#### [To be done]
Put everything below, from the line containing "Expected: one pin per instance of the curved" down to the last line of the entries (both included), into a Markdown table with the columns Row and Line: one numbered row per line, blank lines skipped.

### Raw data ###

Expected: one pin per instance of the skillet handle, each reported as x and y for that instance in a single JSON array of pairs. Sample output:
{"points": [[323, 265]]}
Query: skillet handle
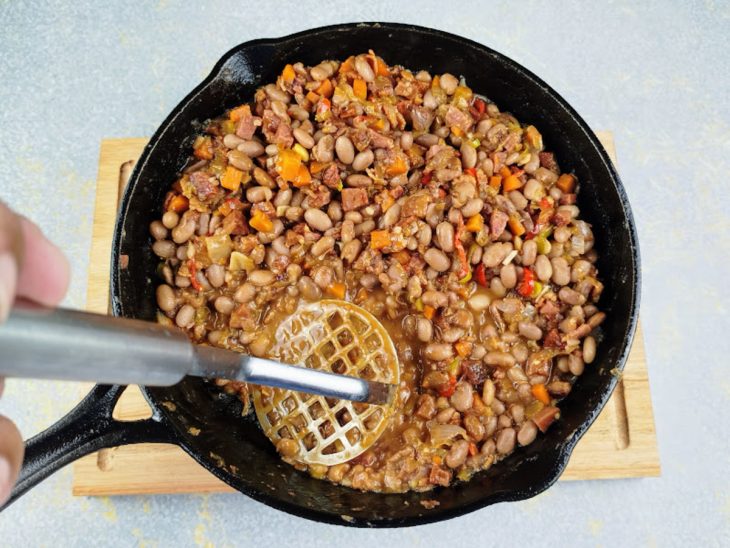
{"points": [[88, 427]]}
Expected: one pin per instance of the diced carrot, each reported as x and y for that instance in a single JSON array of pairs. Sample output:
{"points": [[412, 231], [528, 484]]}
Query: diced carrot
{"points": [[315, 167], [325, 89], [203, 148], [348, 65], [232, 178], [303, 177], [475, 223], [463, 348], [566, 183], [516, 226], [360, 88], [511, 182], [381, 69], [261, 222], [398, 167], [337, 290], [541, 393], [288, 164], [288, 74], [239, 112], [387, 202], [179, 204], [379, 239], [429, 312]]}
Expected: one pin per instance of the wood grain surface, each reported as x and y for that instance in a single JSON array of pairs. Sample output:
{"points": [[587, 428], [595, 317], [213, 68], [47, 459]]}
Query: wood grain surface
{"points": [[620, 444]]}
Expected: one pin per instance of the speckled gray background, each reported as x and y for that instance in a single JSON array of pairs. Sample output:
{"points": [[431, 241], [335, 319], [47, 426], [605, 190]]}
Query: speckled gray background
{"points": [[657, 75]]}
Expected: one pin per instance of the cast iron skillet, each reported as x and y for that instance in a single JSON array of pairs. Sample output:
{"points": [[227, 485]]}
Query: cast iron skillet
{"points": [[234, 449]]}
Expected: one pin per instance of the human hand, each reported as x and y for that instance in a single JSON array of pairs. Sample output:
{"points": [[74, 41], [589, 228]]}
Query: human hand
{"points": [[33, 268]]}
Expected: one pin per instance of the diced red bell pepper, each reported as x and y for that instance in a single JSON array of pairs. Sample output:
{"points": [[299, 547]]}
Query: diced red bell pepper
{"points": [[527, 285], [480, 275]]}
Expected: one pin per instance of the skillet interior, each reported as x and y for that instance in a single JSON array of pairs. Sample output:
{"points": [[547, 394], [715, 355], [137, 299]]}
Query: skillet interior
{"points": [[235, 449]]}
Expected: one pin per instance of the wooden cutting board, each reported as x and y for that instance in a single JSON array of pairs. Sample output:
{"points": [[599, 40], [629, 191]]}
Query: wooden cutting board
{"points": [[620, 444]]}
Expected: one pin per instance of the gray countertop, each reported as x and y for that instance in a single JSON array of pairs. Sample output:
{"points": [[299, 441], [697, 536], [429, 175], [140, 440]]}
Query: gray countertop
{"points": [[656, 75]]}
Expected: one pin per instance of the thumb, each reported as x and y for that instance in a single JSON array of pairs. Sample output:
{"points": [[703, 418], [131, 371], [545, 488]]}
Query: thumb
{"points": [[11, 457]]}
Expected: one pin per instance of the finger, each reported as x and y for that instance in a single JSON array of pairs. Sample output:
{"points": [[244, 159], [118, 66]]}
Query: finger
{"points": [[11, 255], [11, 457], [44, 271]]}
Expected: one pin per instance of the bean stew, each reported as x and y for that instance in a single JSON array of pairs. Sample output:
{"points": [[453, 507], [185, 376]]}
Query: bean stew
{"points": [[413, 197]]}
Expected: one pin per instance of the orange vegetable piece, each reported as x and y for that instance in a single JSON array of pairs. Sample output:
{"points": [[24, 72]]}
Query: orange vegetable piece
{"points": [[429, 312], [541, 393], [463, 348], [380, 68], [398, 167], [239, 112], [232, 178], [337, 290], [288, 74], [288, 164], [261, 222], [379, 239], [178, 204], [303, 177], [475, 223], [325, 89], [315, 167], [516, 226], [511, 182], [566, 183], [360, 88]]}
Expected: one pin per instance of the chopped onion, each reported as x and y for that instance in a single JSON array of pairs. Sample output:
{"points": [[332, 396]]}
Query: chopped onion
{"points": [[219, 248], [445, 433]]}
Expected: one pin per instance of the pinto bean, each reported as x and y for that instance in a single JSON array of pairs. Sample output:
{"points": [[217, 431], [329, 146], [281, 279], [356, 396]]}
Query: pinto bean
{"points": [[530, 331], [506, 441], [185, 316], [500, 359], [445, 237], [424, 329], [437, 259], [527, 433], [463, 397], [529, 252], [457, 454], [345, 149], [543, 268], [261, 278], [561, 271], [438, 352], [363, 160], [317, 220], [589, 349]]}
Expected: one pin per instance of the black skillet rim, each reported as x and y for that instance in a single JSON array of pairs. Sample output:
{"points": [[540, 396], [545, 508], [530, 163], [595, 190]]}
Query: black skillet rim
{"points": [[563, 455]]}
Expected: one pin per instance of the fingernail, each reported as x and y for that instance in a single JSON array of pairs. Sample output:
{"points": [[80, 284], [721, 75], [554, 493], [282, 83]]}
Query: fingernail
{"points": [[8, 280], [5, 486]]}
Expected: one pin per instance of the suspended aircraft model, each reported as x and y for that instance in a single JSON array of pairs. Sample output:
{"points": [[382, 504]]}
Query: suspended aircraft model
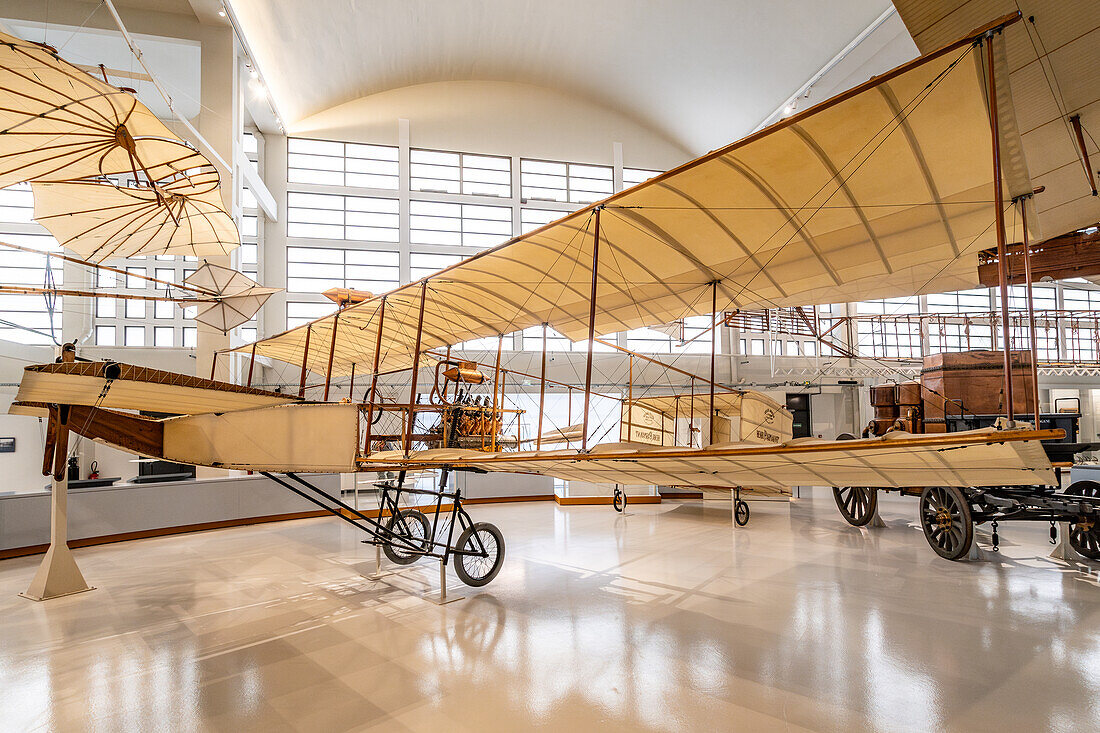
{"points": [[109, 181], [891, 188]]}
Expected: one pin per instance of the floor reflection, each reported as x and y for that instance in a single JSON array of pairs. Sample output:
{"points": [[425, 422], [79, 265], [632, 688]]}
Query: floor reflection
{"points": [[664, 619]]}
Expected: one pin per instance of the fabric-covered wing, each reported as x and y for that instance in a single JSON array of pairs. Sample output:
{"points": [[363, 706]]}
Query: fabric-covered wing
{"points": [[883, 190], [976, 458]]}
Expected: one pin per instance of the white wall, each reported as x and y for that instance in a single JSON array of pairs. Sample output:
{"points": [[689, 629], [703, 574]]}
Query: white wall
{"points": [[498, 118]]}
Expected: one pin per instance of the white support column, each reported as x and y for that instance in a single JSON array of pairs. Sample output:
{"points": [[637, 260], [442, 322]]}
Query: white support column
{"points": [[58, 573], [404, 185]]}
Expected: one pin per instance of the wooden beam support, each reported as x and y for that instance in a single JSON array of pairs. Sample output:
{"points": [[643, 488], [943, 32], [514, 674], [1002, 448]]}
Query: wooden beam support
{"points": [[592, 329], [305, 360], [416, 369], [332, 351], [252, 363], [999, 204], [374, 376], [542, 390], [714, 346], [1022, 203]]}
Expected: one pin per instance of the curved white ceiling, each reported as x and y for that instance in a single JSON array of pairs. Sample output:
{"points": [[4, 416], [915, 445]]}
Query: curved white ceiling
{"points": [[701, 72]]}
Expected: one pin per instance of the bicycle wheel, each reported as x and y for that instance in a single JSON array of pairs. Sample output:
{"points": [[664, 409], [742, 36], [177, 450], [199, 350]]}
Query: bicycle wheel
{"points": [[410, 527], [740, 512], [476, 569]]}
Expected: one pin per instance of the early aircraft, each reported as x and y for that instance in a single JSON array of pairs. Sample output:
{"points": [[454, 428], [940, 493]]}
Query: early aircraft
{"points": [[890, 188]]}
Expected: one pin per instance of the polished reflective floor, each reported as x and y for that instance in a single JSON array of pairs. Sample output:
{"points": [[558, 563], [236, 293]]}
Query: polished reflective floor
{"points": [[664, 619]]}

###

#### [Solution for this problem]
| Row | Line |
|---|---|
| 1 | Expected: one pin per instance of the curved white ceiling, each reported as x and y for that instance in a single JSON array of pairs. Sample output: |
| 2 | {"points": [[4, 416], [915, 445]]} |
| 3 | Query: curved white ceiling |
| 4 | {"points": [[701, 72]]} |
| 5 | Expected: one pin per instance of the bicycle wheel, each reported as x and y for that instance in a single JSON array of pairs. Sample output: |
| 6 | {"points": [[664, 409], [742, 36], [177, 450], [199, 350]]} |
| 7 | Query: bicycle wheel |
| 8 | {"points": [[410, 527], [740, 512], [476, 569]]} |
| 9 | Expected: one pin per instance of the early aircraft, each reported as x and y for that instance in a single JSON array of pairs. Sample output: |
| 10 | {"points": [[454, 428], [940, 493]]} |
| 11 | Query: early aircraft |
| 12 | {"points": [[890, 188]]} |
| 13 | Expected: one pin per instance of the polished reflective floor, each reported as x and y for that instance in a single JSON array of pairs. Sample output: |
| 14 | {"points": [[558, 563], [236, 293]]} |
| 15 | Query: polished reflective floor |
| 16 | {"points": [[664, 619]]} |